---------- Source text

Wednesday, January 13, 2016

I now Know..



This week has been one unlike any other. 


I now know what if feels like to be hit on by drunk 15 year olds. (we get hit on way more than I ever would have thought and it's SUPER awkward haha)
I now know what it feels like to be an outcast and hated
I now know what it feels like to come home more tired than ever before; emotionally, physically, and mentally.
I now know what it feels like to have an investigator drop you, and say "this isn't for me," two weeks before his baptism date
I now know what it feels like to willingly want to go through the hardest trial you have ever gone through over and over again if it would help but one person come closer to their Savior. 
I now know what it feels like to want to take someone's hardships away more than anything, and have them placed on yourself.
I now know what Nephi was talking about when he says, "For I pray continually for them by day, and mine eyes water my pillow by night, because of them; and I cry unto my God in faith, and I know that he will hear my cry" (2 Nephi 33:3)
I now know what it must feel like for our Heavenly Father when we willingly decide to turn away from Him and sin. 

Yea, this week was crazy hard but I wouldn't undo it for anything. I am pretty sure we were hit with everything and every kind of trial physically possible for a missionary, But I also know I have grown so so SO much closer to my Savior than I ever have before, and because of that I wouldn't trade it for the world. There is a quote from Elder Holland that ran through my mind all week it is 
"I am convinced that missionary work is not easy because salvation is not a cheap experience. Salvation never was easy. We are The Church of Jesus Christ, this is the truth, and He is our Great Eternal Head. How could we believe it would be easy for us when it was never, ever easy for Him? It seems to me that missionaries and mission leaders have to spend at least a few moments in Gethsemane. Missionaries and mission leaders have to take at least a step or two toward the summit of Calvary."
When we got that text from our sweet investigator saying he needed to tell us something and wanted to meet the next day my heart sank. I knew exactly where this was going and I knew instantly he didn't want apart of this anymore. Sister Ingold and I joked saying "So THIS is what it feels like when your boyfriend says 'we gotta talk' then he breaks up with you" haha it was a good thing we had ice cream cause we needed it. jokes. But seriously I don't think I will ever feel so much sorrow as I did in that moment.

--------------------

Transcribe the passage of the mission blog post exactly, starting with "This week has" and going on through "physically, and mentally.".

---------- Entries provided

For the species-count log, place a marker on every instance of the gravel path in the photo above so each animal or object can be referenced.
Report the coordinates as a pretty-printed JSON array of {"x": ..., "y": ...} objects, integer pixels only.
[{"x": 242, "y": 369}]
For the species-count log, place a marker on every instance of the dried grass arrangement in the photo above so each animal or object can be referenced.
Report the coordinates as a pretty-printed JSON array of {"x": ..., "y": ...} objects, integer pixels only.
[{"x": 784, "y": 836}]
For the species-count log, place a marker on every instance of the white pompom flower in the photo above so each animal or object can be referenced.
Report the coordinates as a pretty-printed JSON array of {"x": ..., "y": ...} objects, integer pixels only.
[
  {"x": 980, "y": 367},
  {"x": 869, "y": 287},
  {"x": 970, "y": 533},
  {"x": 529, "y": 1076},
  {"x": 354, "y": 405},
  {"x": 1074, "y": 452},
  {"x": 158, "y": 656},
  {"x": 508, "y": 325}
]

--------------------

Response to this task:
This week has been one unlike any other. 


I now know what if feels like to be hit on by drunk 15 year olds. (we get hit on way more than I ever would have thought and it's SUPER awkward haha)
I now know what it feels like to be an outcast and hated
I now know what it feels like to come home more tired than ever before; emotionally, physically, and mentally.